Extrait →
* * * * *

Autre perspective: dans le cadre des réflexions sur la réorganisation des armées, il est question de privilégier une « logique métier au détriment d’une logique milieu ». En clair, les commissaires de la Marine pourraient disparaître et être remplacés par un service juridique interarmées dont l’expérience professionnelle de la vie en mer serait très facultative. Et bien sûr, la Marine n’est pas favorable à cette évolution.
Des questions qui fâchent ou inquiètent
Dans son propos introductif Xavier de la Gorce, ancien élève de l’EOCM et actuel secrétaire général de la mer a posé quelques questions qui peuvent sensibiliser tout contribuable d’un État côtier: comment remorque-t-on un porte-conteneurs de 13 000 EVP et armé par 13 hommes? Comment sauve-t-on un paquebot comptant 5 500 passagers et membres d’équipage? Les États côtiers doivent-ils tout supporter seuls? Que fait-on réellement en matière de prévention de l’accident?
En conclusion, le SG mer a noté que de nombreux éléments convergeaient vers un renforcement du rôle du préfet maritime: la dimension européenne des pollutions marines (curieusement les seules qui « comptent » sont celles résultant d’un déversement massif d’hydrocarbures lourds), le nombre croissant de parties prenantes ainsi que celui des victimes potentielles, l’émergence de nouvelles lois issues du Grenelle de l’environnement et la restructuration de l’État.

* * * * *

Poursuivez l'extrait sur le rôle du préfet maritime en enchaînant après sa dernière phrase.

Données →
* * * * *

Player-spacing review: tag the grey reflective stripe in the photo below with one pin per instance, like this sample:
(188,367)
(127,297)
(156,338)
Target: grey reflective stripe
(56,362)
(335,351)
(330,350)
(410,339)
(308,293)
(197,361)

* * * * *

Réponse à l'exercice →
Mon action et mon droit
« Pour chaque urgence, je mobilise une cellule juridique. Cela est lourd et difficile, mais inévitable pour éviter les mises en cause ultérieures », a expliqué le vice-amiral d’escadre (VAE) Rolin, préfet maritime (prémar) d’Atlantique. Il a souligné que « le tempo de l’urgence n’était pas celui du droit »: l’urgence s’accommode mal de la question du type « ai-je bien le droit? ».
Le droit reste cependant une notion relative. Selon que le skipper d’un voilier suscitant des inquiétudes est une personne connue ou non, le préfet reçoit un nombre plus ou moins grand de coups de téléphone l’invitant, en toute indépendance, à poursuivre les recherches financées par les contribuables, a constaté le prémar d’Atlantique.
L’expérience de l’Erika a été bien retenue par le personnel chargé de l’AEM: même lorsqu’un navire annule son May Day, le prémar envoie, pour voir, une équipe d’évaluation. Cela n’a certes pas empêché l’Advance de couler (JMM du 4-4-2008, p. 5), mais au moins le prémar n’a-t-il pas été surpris. « Il faut toujours sortir le marteau-pillon au cas où. On démobilise après, s’il y a lieu », a-t-il conclu.
L’Espagne: toujours pas grand-chose
En Méditerranée, depuis que la France a largement étendu sa zone de protection écologique, le nombre de déballastages d’hydrocarbures est bien inférieur à celui constaté le long du littoral italien ou espagnol, a témoigné le prémar de la région, Jean Tandonnet.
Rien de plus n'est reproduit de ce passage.